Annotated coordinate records
____
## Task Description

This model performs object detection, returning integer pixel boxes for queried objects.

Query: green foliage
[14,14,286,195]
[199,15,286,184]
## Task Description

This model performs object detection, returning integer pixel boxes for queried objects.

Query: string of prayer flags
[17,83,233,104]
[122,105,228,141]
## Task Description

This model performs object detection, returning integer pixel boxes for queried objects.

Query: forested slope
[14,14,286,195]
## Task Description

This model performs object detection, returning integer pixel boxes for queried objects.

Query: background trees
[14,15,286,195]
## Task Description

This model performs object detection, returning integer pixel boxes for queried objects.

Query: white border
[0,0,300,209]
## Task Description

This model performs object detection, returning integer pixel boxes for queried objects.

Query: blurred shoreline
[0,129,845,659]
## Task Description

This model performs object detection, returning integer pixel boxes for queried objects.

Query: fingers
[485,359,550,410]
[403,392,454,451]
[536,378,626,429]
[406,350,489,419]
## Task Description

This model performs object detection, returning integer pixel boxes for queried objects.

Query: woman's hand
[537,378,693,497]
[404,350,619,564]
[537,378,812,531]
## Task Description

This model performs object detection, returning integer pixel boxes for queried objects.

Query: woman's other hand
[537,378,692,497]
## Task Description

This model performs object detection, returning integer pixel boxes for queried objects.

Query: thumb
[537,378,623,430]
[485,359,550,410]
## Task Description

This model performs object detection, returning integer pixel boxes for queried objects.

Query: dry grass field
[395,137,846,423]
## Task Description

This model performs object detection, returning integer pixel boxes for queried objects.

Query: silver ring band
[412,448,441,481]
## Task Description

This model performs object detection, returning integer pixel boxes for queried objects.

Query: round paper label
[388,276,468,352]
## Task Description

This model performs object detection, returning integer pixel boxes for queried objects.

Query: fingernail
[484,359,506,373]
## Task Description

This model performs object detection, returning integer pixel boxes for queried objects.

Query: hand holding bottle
____
Please pick out each line of the listing above that contains the string "woman". The match must be case-sensitive.

Query: woman's hand
Query: woman's other hand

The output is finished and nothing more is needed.